_EXERCISE_.
Print each record below precisely, with every picture left out of the copy.

_EXTRACTED ENTRIES_.
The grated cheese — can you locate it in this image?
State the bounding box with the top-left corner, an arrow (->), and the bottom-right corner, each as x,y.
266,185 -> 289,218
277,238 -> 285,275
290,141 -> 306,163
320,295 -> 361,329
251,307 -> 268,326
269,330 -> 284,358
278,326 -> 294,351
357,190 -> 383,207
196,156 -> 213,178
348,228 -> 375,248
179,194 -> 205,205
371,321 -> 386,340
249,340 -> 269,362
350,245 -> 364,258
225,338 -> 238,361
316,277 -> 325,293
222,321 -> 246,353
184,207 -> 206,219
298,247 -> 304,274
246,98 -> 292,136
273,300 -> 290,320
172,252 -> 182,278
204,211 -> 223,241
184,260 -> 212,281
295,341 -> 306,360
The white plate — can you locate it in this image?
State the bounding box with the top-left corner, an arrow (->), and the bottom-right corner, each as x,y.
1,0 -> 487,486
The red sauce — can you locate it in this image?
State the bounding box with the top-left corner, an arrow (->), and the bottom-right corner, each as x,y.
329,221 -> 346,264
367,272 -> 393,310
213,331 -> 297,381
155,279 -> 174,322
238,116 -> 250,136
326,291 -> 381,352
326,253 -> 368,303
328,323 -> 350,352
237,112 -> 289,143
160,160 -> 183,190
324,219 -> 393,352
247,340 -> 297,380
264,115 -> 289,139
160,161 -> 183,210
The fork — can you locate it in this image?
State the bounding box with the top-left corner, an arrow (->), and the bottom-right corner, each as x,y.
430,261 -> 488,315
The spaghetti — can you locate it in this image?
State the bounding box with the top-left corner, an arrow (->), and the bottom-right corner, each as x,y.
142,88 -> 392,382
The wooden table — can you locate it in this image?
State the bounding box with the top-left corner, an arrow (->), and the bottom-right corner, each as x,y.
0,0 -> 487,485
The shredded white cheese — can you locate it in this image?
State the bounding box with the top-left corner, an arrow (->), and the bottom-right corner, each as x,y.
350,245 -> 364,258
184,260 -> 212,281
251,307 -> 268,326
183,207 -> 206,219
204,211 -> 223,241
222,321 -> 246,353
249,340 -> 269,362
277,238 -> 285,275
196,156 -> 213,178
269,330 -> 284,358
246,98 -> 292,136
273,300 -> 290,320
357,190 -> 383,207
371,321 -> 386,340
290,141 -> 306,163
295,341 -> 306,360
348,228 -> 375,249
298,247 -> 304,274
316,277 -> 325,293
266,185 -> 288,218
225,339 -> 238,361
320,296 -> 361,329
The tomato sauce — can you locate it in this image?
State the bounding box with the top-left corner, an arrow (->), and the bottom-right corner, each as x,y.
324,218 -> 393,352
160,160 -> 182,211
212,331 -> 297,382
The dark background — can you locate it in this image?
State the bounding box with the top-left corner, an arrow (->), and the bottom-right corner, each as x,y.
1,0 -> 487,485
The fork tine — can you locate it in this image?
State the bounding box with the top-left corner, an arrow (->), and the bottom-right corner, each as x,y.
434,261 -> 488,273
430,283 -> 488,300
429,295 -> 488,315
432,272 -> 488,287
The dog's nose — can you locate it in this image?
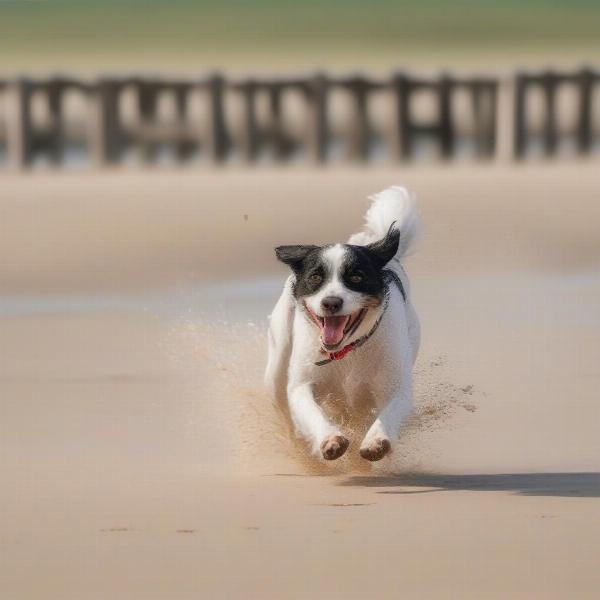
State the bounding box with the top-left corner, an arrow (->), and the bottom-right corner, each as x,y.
321,296 -> 343,314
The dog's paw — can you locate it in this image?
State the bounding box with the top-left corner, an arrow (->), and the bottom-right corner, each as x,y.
359,438 -> 391,462
320,435 -> 350,461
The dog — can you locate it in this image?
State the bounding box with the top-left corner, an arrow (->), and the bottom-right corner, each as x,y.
265,186 -> 420,462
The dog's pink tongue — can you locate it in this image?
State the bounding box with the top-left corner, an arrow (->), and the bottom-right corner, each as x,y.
322,316 -> 348,346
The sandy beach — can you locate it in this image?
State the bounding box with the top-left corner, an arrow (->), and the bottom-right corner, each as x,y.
1,163 -> 600,599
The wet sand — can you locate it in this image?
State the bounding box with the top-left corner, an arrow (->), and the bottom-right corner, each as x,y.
1,164 -> 600,598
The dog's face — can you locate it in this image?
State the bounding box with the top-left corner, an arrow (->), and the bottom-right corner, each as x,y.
275,227 -> 399,351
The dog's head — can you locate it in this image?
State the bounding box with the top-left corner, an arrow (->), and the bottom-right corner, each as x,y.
275,226 -> 399,352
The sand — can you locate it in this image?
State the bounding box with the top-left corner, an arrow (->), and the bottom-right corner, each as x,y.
1,163 -> 600,599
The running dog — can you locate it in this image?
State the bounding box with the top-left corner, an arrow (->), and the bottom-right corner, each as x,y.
265,186 -> 420,461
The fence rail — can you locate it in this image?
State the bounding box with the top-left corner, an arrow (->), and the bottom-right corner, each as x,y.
0,68 -> 598,169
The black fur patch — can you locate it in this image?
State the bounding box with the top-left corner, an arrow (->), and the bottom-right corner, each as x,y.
339,224 -> 400,297
364,224 -> 400,269
275,244 -> 331,298
340,245 -> 387,298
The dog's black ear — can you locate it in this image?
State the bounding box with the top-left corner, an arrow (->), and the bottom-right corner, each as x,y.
275,245 -> 319,272
365,223 -> 400,269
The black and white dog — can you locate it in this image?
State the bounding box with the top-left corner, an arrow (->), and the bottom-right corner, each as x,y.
265,187 -> 420,462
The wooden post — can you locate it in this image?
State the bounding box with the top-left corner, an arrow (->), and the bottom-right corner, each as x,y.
306,73 -> 328,163
47,80 -> 64,164
513,73 -> 527,159
138,81 -> 158,118
207,74 -> 227,163
346,77 -> 370,161
268,83 -> 287,160
89,78 -> 120,167
486,83 -> 499,157
174,85 -> 189,160
471,83 -> 485,157
137,81 -> 158,162
542,71 -> 558,156
577,68 -> 593,154
6,78 -> 33,169
396,75 -> 412,160
438,75 -> 453,158
471,83 -> 483,156
390,74 -> 404,160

_SOLUTION_.
The grated cheese — can you locate it in this image?
State the bounding box with the top-left corner, an arrow (->), and the bottom-right corner, each as x,y.
266,185 -> 289,218
277,238 -> 285,275
290,141 -> 306,163
320,295 -> 361,329
251,307 -> 268,326
269,330 -> 284,358
278,326 -> 294,351
357,190 -> 383,207
196,156 -> 213,178
348,228 -> 375,248
179,194 -> 205,205
371,321 -> 386,340
249,340 -> 269,362
350,245 -> 364,258
225,338 -> 238,361
316,277 -> 325,293
222,321 -> 246,353
184,207 -> 206,219
298,247 -> 304,274
246,98 -> 292,136
273,300 -> 290,320
172,252 -> 182,278
204,211 -> 223,241
184,260 -> 212,281
295,341 -> 306,360
The white plate — can you locate it in this image?
State the bounding box with the top-left corner, an arrow (->), and the bottom-right corner, each as x,y.
1,0 -> 487,486
The red sauce — can you locate it in this image?
State the bounding box with the top-left corner, an arrow (->), and the bottom-right corner, each as x,y.
329,221 -> 346,264
367,272 -> 393,310
213,331 -> 297,381
155,279 -> 174,322
238,116 -> 250,136
326,291 -> 381,352
326,253 -> 368,303
328,323 -> 350,352
237,112 -> 289,143
160,160 -> 183,190
324,219 -> 393,352
247,340 -> 297,380
264,115 -> 289,139
160,161 -> 183,210
The fork — can you locate it in this image?
State the bounding box with the top-left corner, an arrow (->), and the bottom-right corner, each as x,y.
430,261 -> 488,315
The spaghetti — can you locate it in this image?
State the bounding box with the top-left corner, an arrow (->), and the bottom-right corner, each as x,y.
142,88 -> 392,382
The wooden table — can you locate it in this image?
State the bounding box with the top-left corner, an arrow (->), and the bottom-right corner, each as x,y.
0,0 -> 487,485
The shredded white cheese — can you locate it in this image?
State the bounding box with the top-left corner, an arrow (->), and the bottom-right corner, each as x,y.
350,245 -> 364,258
184,260 -> 212,281
251,307 -> 268,326
183,207 -> 206,219
204,211 -> 223,241
222,321 -> 246,353
249,340 -> 269,362
277,238 -> 285,275
196,156 -> 213,178
269,330 -> 284,358
246,98 -> 292,136
273,300 -> 290,320
357,190 -> 383,207
371,321 -> 386,340
290,141 -> 306,163
295,341 -> 306,360
348,228 -> 375,249
298,247 -> 304,274
316,277 -> 325,293
266,185 -> 288,218
225,339 -> 238,361
320,296 -> 361,329
The tomato sauce — can you locate it in this image?
State the bounding box with the top-left corner, an arrow (->), and the bottom-right corner, each as x,y.
324,218 -> 393,352
160,160 -> 182,211
212,331 -> 297,382
The dark background — can you locate it in this image?
State the bounding box with the top-left corner, an arrow (->), and the bottom-right corner, each as x,y.
1,0 -> 487,485
The fork tine — can you locate it in this image?
State the bounding box with the top-left corner, an arrow (->), and the bottom-right corner, each as x,y.
434,261 -> 488,273
430,283 -> 488,300
429,295 -> 488,315
432,272 -> 488,287
The dog's nose — can you locate it in this image?
State the bounding box with the top-left corner, an arrow (->), and the bottom-right corner, each as x,y.
321,296 -> 343,314
The dog's paw — can you locate it in this image?
State the bounding box with the top-left corner, an arrow (->), and the bottom-right corner, each as x,y.
359,438 -> 391,462
320,435 -> 350,461
The dog — can you locate it in this image?
State the bounding box with the top-left corner, an arrow (->), and the bottom-right corner, each as x,y.
265,186 -> 420,462
The dog's pink tongue — can you locate it in this image?
State the bounding box with the top-left corner, an arrow (->), and the bottom-right corner, each as x,y.
322,316 -> 348,346
The sandy beach — can you locate it in this image?
State the bounding box with the top-left corner, an arrow (->), and the bottom-right corner, each as x,y.
1,163 -> 600,599
The wet sand — can you locate it in this image?
State the bounding box with the top-left corner, an arrow (->), and the bottom-right corner, each as x,y.
1,164 -> 600,598
The dog's face — can you locate it in this image?
State the bounding box with the top-left corner, an arrow (->), and the bottom-right corner, each as x,y.
275,227 -> 399,351
The dog's head — can you locate it in this image?
State the bounding box with the top-left corner, an arrow (->), and the bottom-right corner, each as x,y.
275,226 -> 399,352
The sand — can you locate it in this image?
State the bounding box with the top-left corner, an arrow (->), and the bottom-right corner, each as x,y.
1,163 -> 600,599
The running dog — can you locate it in this image?
State the bounding box with the top-left corner, an arrow (->), and the bottom-right corner, each as x,y.
265,186 -> 420,461
The fence rail — can you locate it in this image?
State the bounding box with the top-left corner, an arrow (->), and the bottom-right corner, each as x,y.
0,68 -> 598,169
The black fur patch — can you locate it in this image?
State the bounding box with the top-left corner, an arrow (->), and the bottom-right corner, each as x,y.
339,224 -> 400,297
364,224 -> 400,269
275,244 -> 331,298
340,245 -> 387,298
The dog's black ear — can you locate it in this image?
State the bounding box with the top-left corner, an arrow (->), and the bottom-right corner, each as x,y.
275,245 -> 319,272
365,223 -> 400,269
The black and white dog — can you locate it in this image?
State the bounding box with the top-left corner, an arrow (->), and the bottom-right corner, each as x,y.
265,187 -> 420,462
The wooden post — can you locate it in this image?
State the bounding box with the top-left corner, an arrow (->), and the bottom-right corner, each as x,y.
306,73 -> 328,163
47,80 -> 64,164
513,73 -> 527,159
138,81 -> 158,118
207,74 -> 227,163
346,77 -> 370,161
268,83 -> 287,160
89,78 -> 120,167
486,83 -> 499,157
174,85 -> 189,160
471,83 -> 485,157
137,81 -> 158,162
542,71 -> 558,156
577,68 -> 593,154
6,78 -> 33,169
396,75 -> 412,160
438,75 -> 453,158
471,83 -> 483,156
390,74 -> 404,160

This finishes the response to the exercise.